OPDRACHTOMSCHRIJVING:
Beantwoord op basis van het documentfragment hieronder de volgende vragen.
(a) Welke werkinstructie heeft verweerder gehanteerd bij de beoordeling van de asielaanvraag?
(b) Welke reden gaf eiser voor het beëindigen van de relatie met [A]?
(c) Naar welke ECLI-uitspraak verwijst de rechtbank als voorbeeld van vaste rechtspraak van de Afdeling?

DOCUMENTFRAGMENT:
**********
Verweerder miskent dat terugzending van eiser naar het land van herkomst voor eiser ernstige schade oplevert. De afwijzing als kennelijk ongegrond moet door verweerder gemotiveerd worden. De enkele verwijzing naar het beleid van C2/7.7 van de Vreemdelingencirculaire 2000 (Vc 2000) is hiertoe onvoldoende. Tevens is er ten onrechte een inreisverbod opgelegd.
5. De rechtbank overweegt als volgt.
5.1
Uit het voornemen en het bestreden besluit blijkt dat verweerder bij de beoordeling van de onderhavige asielaanvraag werkinstructie 2018/9 heeft gehanteerd. De rechtbank stelt vast dat eiser geen documenten heeft overgelegd om de geloofwaardigheid van zijn geaardheid of de daaruit volgende problemen aan te tonen. Op grond van de werkinstructie 2018/9 stelt verweerder terecht dat indien een vreemdeling een relevant element onvoldoende kan onderbouwen met documenten er onder andere wordt gekeken naar zijn verklaringen. In de werkinstructie 2018/9 wordt weliswaar niet meer de nadruk gelegd op het proces van bewustwording en zelfacceptatie, maar wordt er nog steeds uitgegaan van de verklaringen van de vreemdeling die, integraal bezien, een authentiek verhaal moeten vormen. Ook de verklaringen met betrekking tot de processen van zelfacceptatie en bewustwording spelen bij de geloofwaardigheidsbeoordeling dus nog een rol. Op grond van vaste rechtspraak van de Afdeling blijkt dat dit een deugdelijke manier van beoordelen is (zie bijvoorbeeld ECLI:NL:RVS:2019:3360). De verwijzing naar memorandum nummer 2019-2 en de brief van het COC over de geloofwaardigheidsbeoordeling van asielaanvragen met een LHBT-motief maakt dit niet anders. Niet is gebleken dat verweerder in deze zaak onzorgvuldig of in strijd met de in de nieuwe werkinstructie beschreven wijze van horen en beslissen heeft gehandeld.
5.2
Naar het oordeel van de rechtbank heeft verweerder niet ten onrechte gesteld dat eiser, door niet consistent, summier en vaag te verklaren over zijn gevoelens en gedachten ten aanzien van zijn bewustwording zijn gestelde biseksuele geaardheid niet geloofwaardig heeft gemaakt. Aangezien eiser tijdens het gehoor heeft verklaard dat hij zich bewust was dat zijn geaardheid in zijn land van herkomst niet wordt geaccepteerd en dat seksuele handelingen tussen mensen van hetzelfde geslacht strafbaar zijn en kunnen worden bestraft met de dood, mag in redelijkheid van hem worden verwacht dat hij het proces van bewustwording en de acceptatie van zijn seksuele gevoelens inzichtelijk kan maken. Hierin is eiser niet geslaagd. Verweerder heeft niet ten onrechte tegengeworpen dat eiser met zijn verklaringen onvoldoende inzicht heeft verschaft door hierover enkel te verklaren dat hij ineens seksuele gevoelens had voor jongens en daarover verder geen gedachten had. Verweerder heeft tevens niet ten onrechte tegengeworpen dat eiser over zijn relatie met [A] enkel vage, summiere en algemene antwoorden heeft gegeven. De verklaring van eiser dat hij de relatie met [A] heeft beëindigd omdat hij vreesde voor zijn leven, is door verweerder niet ten onrechte bevreemdend geacht, nu eiser hierna veel kortdurende seksuele contacten zou hebben gehad. De rechtbank is met verweerder van oordeel dat niet valt in te zien waarom hij dan minder risico zou lopen om betrapt te worden. Ook met zijn verklaringen over zijn seksuele relaties en contacten in Iran heeft eiser er zijn gestelde geaardheid niet aannemelijk gemaakt.
**********
AANGELEVERDE VERMELDINGEN:

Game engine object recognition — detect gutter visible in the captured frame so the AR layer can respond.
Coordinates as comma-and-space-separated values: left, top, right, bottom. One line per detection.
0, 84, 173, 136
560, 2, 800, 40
**********
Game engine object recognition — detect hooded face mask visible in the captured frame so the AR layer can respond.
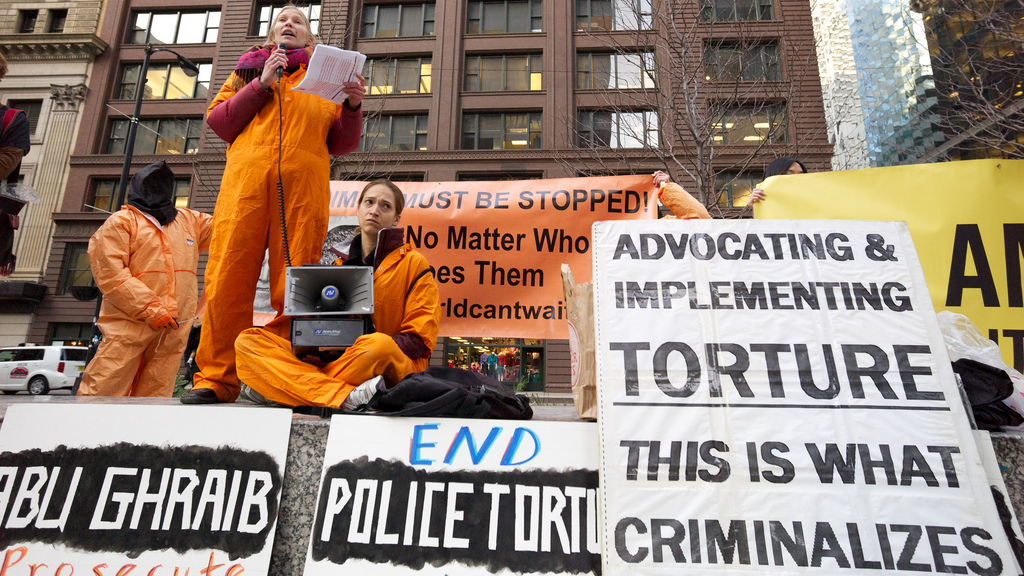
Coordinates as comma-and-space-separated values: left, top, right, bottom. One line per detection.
**********
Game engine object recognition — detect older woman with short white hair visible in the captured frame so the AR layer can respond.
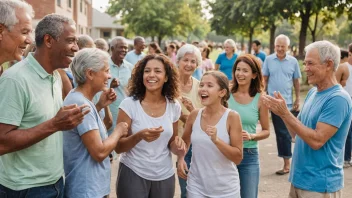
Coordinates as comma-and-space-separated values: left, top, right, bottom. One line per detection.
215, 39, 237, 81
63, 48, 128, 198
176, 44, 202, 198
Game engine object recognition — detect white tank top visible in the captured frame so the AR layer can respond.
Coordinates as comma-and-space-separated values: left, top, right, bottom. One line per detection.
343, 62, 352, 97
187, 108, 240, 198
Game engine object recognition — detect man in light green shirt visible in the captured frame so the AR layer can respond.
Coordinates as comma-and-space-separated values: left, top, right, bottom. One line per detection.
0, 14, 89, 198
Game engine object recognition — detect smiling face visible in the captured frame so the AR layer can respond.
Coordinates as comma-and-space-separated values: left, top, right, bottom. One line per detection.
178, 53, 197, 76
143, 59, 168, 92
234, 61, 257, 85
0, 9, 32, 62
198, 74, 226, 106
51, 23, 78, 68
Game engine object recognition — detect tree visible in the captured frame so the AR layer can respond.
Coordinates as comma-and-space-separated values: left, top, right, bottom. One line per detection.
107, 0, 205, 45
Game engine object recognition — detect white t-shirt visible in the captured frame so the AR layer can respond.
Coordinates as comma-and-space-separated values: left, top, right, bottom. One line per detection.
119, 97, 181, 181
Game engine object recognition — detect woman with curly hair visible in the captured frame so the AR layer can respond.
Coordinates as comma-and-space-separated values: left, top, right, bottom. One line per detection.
**********
HET ANTWOORD:
(a) Werkinstructie 2018/9.
(b) Hij vreesde voor zijn leven.
(c) ECLI:NL:RVS:2019:3360.